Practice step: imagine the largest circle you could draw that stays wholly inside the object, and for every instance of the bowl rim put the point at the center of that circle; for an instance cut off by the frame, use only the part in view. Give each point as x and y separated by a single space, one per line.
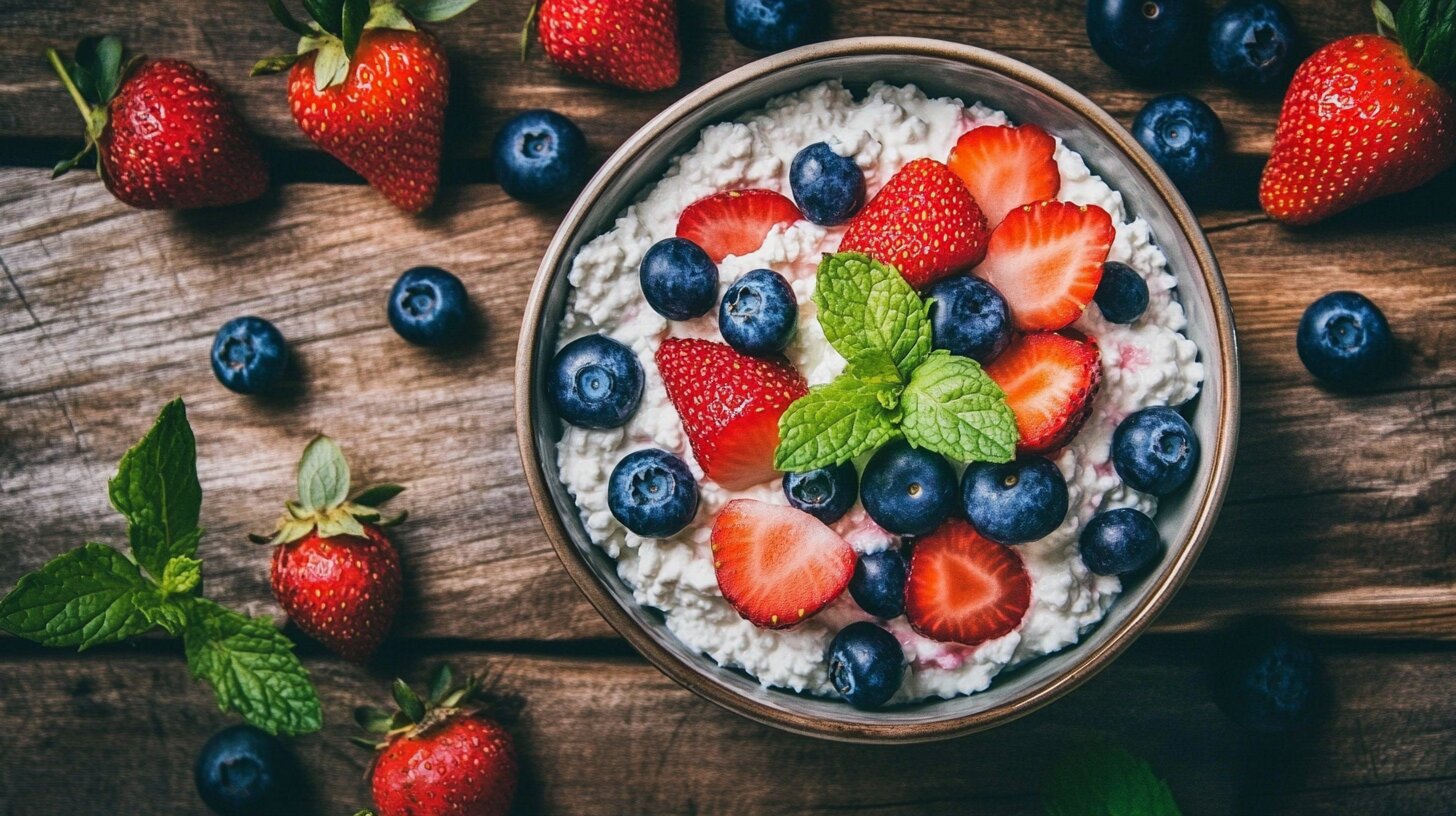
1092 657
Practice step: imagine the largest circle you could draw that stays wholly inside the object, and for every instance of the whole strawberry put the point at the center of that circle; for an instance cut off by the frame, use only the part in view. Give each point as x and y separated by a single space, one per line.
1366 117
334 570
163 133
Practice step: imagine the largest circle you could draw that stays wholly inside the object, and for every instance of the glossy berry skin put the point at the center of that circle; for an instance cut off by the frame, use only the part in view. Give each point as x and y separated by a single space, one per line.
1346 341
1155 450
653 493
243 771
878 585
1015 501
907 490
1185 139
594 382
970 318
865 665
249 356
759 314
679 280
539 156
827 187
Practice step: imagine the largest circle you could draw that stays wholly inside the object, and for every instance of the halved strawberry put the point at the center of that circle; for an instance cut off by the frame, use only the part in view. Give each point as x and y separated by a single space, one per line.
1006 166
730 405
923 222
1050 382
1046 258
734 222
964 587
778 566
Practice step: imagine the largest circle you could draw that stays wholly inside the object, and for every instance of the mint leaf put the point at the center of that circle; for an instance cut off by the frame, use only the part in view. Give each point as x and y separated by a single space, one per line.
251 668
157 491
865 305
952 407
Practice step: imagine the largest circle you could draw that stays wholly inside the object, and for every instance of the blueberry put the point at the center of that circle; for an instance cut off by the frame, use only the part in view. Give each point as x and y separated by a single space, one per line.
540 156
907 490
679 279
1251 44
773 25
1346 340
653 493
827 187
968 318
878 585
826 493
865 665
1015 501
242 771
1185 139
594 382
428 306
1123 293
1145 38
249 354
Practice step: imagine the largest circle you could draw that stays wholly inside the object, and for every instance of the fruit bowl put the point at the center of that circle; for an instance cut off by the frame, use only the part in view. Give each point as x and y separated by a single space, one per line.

◆ EXERCISE PROMPT ◆
Rewrite the data above with every "largest circle" changed to "biggest circle" and nothing else altered. Omit the pictures from your output.

◆ RESULT OF THIS EXERCISE ◆
Practice step: imagine the biggest circle you could draw that stays wholly inside the object, and for every instance of the bowl rim put the point at the center of that circle; for an instance cut off by the frame, use only the part in view. Give each point as x and y separated by a single space, one per line.
1092 657
Practice step: imagine the biggest circle you could draw that stays wholly inside the object, and for every instance of the whole strawberry put the point at the center of that circle; for an instance cut off by the frame, use only the part in view. Give each point as x and y separated by a single space, one per line.
1366 117
334 570
163 133
Practice step: imagine the biggest circle you could draw that stays wholly inside the object, and for every instance of the glossy berry skin put the point at the center of that circle; for an instance cut off by the frame, use only the part in view. Give each point as x and y separated by a single space, one per line.
1346 341
1155 450
653 493
243 771
878 585
1015 501
907 490
1185 139
594 382
970 318
865 665
249 356
759 314
679 280
539 156
827 187
Practice step: imagine the biggest circle you could draw that stays wholly inside the object, and for every instance of the halved strawberry put the point at the center of that circle; for an instance cut off by the frame, use only the part in view. Give each point as x and y separated by a single space, one per line.
1006 166
730 405
923 222
1050 382
1046 258
734 222
964 587
778 566
Practice step: imagine the biggest circle you could draw that stays wholly inside the object, and for every instance of the mint leaf put the point at the center of that circle; for an instance cut off by the frame, use only the part in view. Give each point as x and y separated by a single space, one per line.
251 668
157 491
865 305
952 407
Practice step: imagine the biggest circle you could draw that stays wholly inside the object, and for every instance of the blueberry put the point at the center of that circle; for an instance cut off by the frame, use only the part in view. Give each point as x and y separated by a single space, one per line.
540 156
907 490
679 279
1251 44
773 25
1346 340
653 493
827 187
968 318
878 585
826 493
865 665
1015 501
242 771
1185 139
594 382
428 306
1123 293
1145 38
249 354
Practice step: imagine the biggest circle you could draw that stays wholly inside the object, and for every instance of the fruit bowl put the point at the center of that circle; for an instance cut off by the frame, use only the part in view. Give each point as x and y separated by a single space, one per line.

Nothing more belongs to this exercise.